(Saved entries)

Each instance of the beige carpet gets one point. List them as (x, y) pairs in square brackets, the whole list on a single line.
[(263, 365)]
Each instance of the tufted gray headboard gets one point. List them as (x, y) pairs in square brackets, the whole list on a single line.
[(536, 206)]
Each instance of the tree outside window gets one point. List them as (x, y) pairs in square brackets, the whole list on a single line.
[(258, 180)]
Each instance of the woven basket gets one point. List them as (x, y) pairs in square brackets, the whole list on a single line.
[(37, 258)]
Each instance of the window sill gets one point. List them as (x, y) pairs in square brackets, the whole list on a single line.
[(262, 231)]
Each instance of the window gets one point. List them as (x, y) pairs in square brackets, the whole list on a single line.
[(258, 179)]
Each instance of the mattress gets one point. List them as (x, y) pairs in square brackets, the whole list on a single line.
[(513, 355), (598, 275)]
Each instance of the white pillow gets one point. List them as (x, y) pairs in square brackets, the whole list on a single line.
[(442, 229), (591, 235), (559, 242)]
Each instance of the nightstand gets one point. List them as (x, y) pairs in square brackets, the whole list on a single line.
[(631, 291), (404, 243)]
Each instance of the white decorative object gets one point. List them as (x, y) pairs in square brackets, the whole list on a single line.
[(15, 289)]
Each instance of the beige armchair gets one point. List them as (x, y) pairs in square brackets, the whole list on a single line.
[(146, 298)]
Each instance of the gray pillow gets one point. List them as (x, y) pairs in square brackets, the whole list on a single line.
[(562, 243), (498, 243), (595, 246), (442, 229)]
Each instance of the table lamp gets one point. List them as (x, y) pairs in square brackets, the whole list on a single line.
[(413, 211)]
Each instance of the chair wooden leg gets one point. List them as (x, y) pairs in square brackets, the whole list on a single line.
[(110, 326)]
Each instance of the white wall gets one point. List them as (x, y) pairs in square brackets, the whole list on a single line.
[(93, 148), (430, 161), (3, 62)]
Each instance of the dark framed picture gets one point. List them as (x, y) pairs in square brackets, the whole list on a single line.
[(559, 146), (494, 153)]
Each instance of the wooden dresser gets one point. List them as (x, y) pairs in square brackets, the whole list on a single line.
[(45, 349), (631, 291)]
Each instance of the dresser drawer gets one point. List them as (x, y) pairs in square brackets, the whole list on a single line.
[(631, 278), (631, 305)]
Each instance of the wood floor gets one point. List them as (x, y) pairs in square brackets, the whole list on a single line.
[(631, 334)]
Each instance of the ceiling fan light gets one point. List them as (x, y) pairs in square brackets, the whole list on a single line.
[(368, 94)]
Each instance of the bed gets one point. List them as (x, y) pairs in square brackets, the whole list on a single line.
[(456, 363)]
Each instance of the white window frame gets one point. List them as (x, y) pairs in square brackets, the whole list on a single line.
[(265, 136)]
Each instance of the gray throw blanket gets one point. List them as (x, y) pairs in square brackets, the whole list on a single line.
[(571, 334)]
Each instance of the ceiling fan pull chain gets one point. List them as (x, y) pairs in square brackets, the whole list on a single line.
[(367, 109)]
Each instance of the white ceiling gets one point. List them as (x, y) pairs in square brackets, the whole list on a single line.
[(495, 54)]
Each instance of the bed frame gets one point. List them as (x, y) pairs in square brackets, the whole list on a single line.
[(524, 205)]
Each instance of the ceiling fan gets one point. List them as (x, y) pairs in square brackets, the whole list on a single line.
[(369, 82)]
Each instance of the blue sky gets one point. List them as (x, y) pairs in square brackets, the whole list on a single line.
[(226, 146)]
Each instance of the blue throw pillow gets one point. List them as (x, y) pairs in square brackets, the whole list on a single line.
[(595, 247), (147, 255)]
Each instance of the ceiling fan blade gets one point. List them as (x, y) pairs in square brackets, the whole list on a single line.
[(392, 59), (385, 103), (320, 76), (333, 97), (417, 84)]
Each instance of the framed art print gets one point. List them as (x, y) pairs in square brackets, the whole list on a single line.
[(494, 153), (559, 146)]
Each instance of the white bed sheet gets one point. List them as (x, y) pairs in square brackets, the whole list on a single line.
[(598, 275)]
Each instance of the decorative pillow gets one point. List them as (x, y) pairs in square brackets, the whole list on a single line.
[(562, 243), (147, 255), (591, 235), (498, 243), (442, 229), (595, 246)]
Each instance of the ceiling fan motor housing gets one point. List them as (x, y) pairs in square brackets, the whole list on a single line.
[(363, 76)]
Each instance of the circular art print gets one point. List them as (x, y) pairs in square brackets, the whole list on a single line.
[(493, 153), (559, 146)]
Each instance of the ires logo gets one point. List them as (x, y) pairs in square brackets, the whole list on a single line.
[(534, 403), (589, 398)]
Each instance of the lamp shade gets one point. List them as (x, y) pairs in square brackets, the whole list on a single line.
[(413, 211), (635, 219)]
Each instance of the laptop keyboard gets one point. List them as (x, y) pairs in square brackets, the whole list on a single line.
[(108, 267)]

Activity:
Please repeat each entry exactly as written.

Task result:
Each instance of the beige carpet gets one point. List them as (x, y) pairs in square brackets, the whole list on a single line.
[(263, 365)]
Each instance of the tufted gray headboard gets one point. List them as (x, y) pairs in square brackets, the whole list on a single line.
[(536, 206)]
Each instance of the tree outside window gets one point. List them as (x, y) pairs in square brackets, the whole list on a single line.
[(258, 180)]
Each instance of the woven basket gets one point. List them as (x, y) pairs in square brackets, the whole list on a single line.
[(37, 258)]
Each instance of the window sill gets one point. List them as (x, y) pairs in square brackets, the whole list on a single line.
[(262, 231)]
Each instance of the window gets one point. List them as (x, y) pairs in square brackets, the whole list on a single line.
[(258, 179)]
Each instance of the mattress gets one point. List them as (x, y) pairs in square brackets, the whole list on a single line.
[(513, 355), (598, 275)]
Each instance of the white pillow gets one point. List them as (x, y) pairs in square brackets, the whole list on a single line.
[(442, 229), (591, 235), (559, 242)]
Each instance of the nightstand gets one point. List them as (x, y) pairs in square brackets, the whole list on a single line.
[(631, 291), (404, 243)]
Each instance of the white decorative object gets one point. List them as (x, y) pairs in square brackets, the whole list on a single line.
[(15, 289)]
Each instance of the beige armchair gets one point. List them as (x, y) pairs in square brackets, the whole list on a single line.
[(146, 298)]
Each instance of the gray pillow gets one point. List them as (x, y) pairs in square brackets, the whole list on a single line.
[(562, 243), (498, 243), (595, 246), (442, 229)]
Each instance of the table lamp gets one point. List them as (x, y) pairs in square brackets, the whole list on a single line.
[(413, 211)]
Each instance of the chair wooden leg gets one point. List them as (x, y) pairs in square brackets, the whole list on a single line.
[(110, 326)]
Each instance of the white wall gets one point. List them as (x, y) pairs in square brackets, the whole list on a single line.
[(93, 148), (430, 161), (3, 62)]
Each instance of the dark framed picture gets one point. List them as (x, y) pairs in square brackets, the whole list on a single line.
[(559, 146), (494, 153)]
Each instance of the wooden dresser gets one point. List them as (x, y) pairs in square brackets, the whole list on a single line.
[(45, 349), (631, 291)]
Each instance of the dresser drawer gets one point. List them as (x, y) pairs in square brackets, the whole list on a single line.
[(631, 278), (631, 305)]
Each instance of the wood floor gets one point. List them as (x, y) pairs in square brackets, the whole list on a single line.
[(631, 334)]
Each instance of the ceiling fan light gets one point. List them as (x, y) pairs in square brackets, the whole list on a single line.
[(368, 94)]
Each instance of the bed gets one point. List them as (x, y) pairs in square brackets, the whole list on a single line.
[(456, 363)]
Each instance of the white window frame gets one point. List them as (x, y) pairs in square brackets, the whole list on a single line.
[(265, 136)]
Each instance of the gray throw blanket gets one point. List them as (x, y) pairs in square brackets, the whole list on a single line.
[(571, 334)]
Each instance of the ceiling fan pull chain gets one point. List them as (x, y) pairs in square brackets, the whole list on a single line.
[(367, 109)]
Each instance of the white ceiling gets one point. List them as (x, y) pairs in square brackets, the whole list on a single line.
[(495, 54)]
Each instance of the bed frame gets one point. List them as (x, y) pairs in square brackets, the whole list on a single line.
[(524, 205)]
Each instance of the ceiling fan gets one point. List them as (x, y) pairs in square brackets, the whole list on a single line.
[(369, 82)]
Each instance of the blue sky gets one point. List them as (x, y) pairs in square brackets, the whole list on a single line.
[(226, 146)]
Each instance of the blue throw pillow gets one point. List them as (x, y) pairs in square brackets, the whole list on a single line.
[(595, 247), (147, 255)]
Each instance of the ceiling fan blade gets one point. List them as (x, y) pairs in square brackets, the whole list on a single line.
[(392, 59), (385, 103), (320, 76), (333, 97), (417, 84)]
Each instance of the framed art print gets one point. List them as (x, y) pairs in square brackets, the whole list on a single line.
[(494, 153), (559, 146)]
Each instance of the white bed sheet gets one point. List them as (x, y) pairs in square brackets, the whole list on a single line.
[(598, 275)]
Each instance of the decorative pillow gets one point. List them as (x, y) pairs in square brackets, the whole list on a single line.
[(562, 243), (147, 255), (591, 235), (498, 243), (442, 229), (595, 246)]
Each instance of the ceiling fan motor housing gets one point. List them as (x, y) pairs in square brackets, the whole list on a single line.
[(363, 76)]
Each instance of the circular art print gets one point. List them as (x, y) pairs in square brackets, the whole list on a single line.
[(493, 153), (559, 146)]
Each instance of the ires logo gets one point. List them as (x, y) pairs in square brackets, the whole list on a single line.
[(534, 403), (589, 398)]
Each instance of the lamp shade gets one point. List them as (x, y) pairs in square brackets, the whole list on a single line.
[(413, 211), (635, 219)]
Each instance of the laptop keyboard gets one point. List them as (x, y) pairs in square brackets, the whole list on a single line.
[(108, 267)]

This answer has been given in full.